What the exercise asks: An exact copy of each record is required.

Records to use:
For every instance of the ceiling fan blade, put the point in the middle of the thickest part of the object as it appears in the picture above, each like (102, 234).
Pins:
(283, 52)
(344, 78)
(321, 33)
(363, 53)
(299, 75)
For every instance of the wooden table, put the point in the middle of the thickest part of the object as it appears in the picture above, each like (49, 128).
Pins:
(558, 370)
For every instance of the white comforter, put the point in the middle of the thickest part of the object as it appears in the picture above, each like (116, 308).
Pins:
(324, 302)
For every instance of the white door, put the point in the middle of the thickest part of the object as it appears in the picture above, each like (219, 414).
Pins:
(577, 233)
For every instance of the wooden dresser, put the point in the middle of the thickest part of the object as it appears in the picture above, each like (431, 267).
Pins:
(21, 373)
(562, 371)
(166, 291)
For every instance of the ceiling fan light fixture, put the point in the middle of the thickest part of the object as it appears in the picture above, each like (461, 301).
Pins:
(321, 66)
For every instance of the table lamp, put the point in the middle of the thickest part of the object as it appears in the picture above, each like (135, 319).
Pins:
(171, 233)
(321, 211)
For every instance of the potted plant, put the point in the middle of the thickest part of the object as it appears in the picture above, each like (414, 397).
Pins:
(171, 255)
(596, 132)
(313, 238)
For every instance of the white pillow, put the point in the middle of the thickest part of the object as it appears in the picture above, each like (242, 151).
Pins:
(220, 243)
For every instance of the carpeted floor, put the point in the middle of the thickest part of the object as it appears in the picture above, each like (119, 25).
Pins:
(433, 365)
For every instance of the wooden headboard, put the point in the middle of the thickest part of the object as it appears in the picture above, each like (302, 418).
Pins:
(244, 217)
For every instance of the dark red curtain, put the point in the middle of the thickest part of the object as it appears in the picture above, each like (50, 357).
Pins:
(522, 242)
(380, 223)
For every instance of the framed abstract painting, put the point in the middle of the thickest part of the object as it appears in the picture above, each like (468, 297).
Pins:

Reply:
For every instance of the ceiling fan blade, put the point in the middle of the thickest part of the object as it appears in the picture above, each like (102, 234).
Pins:
(283, 52)
(344, 78)
(321, 33)
(363, 53)
(299, 75)
For every instance of the wooden table, put the point in the middle of the thickest part of the object as it appears in the picture above, each like (49, 128).
Pins:
(558, 370)
For every instance of the white comforter, put the point in the middle of the thickest part of the object as it appears in the picture above, each like (116, 308).
Pins:
(324, 302)
For every instance of the white door, put the point in the middle of the thickest part of the object as it appears in the picture above, each like (219, 414).
Pins:
(577, 233)
For every instance of the wooden dresser, put the point in the middle of the thickest part of the object as it appears in the picture above, each like (431, 267).
Pins:
(21, 373)
(562, 371)
(166, 291)
For every instance of the ceiling fan light fixture, put the point in the middle of the thickest part of the object as it appears in the picture above, each like (461, 301).
Pins:
(321, 66)
For every instance of the table lamp, put the point in the middle of the thickest part of the object as it appears in the picture above, each like (135, 319).
Pins:
(171, 233)
(321, 211)
For every instance of the potted plant, put the point in the middle of the thickest part of the object as it appears in the picture above, each like (414, 397).
Pins:
(171, 255)
(596, 132)
(313, 238)
For every instance of the white pillow, put the point in the middle of the thickest part of the object as it appears in the picture above, each like (242, 151).
Pins:
(220, 243)
For every instance of the carpeted floor, put the point in the middle of the thickest part of the object as it appears in the picture above, each like (119, 25).
Pins:
(433, 365)
For every instance of the wooden headboard, put the point in the middle of the thickest part of the object as it appears in the picture above, each like (302, 418).
Pins:
(244, 217)
For every instance of the dark red curtain, put the point in the middle of the thickest part of the object as it appears in the picture above, each like (50, 357).
Pins:
(522, 242)
(380, 223)
For every instance of the framed abstract painting, put the point in the middle of the thickest part of the object as it appears in the picture above, each like (468, 297).
Pins:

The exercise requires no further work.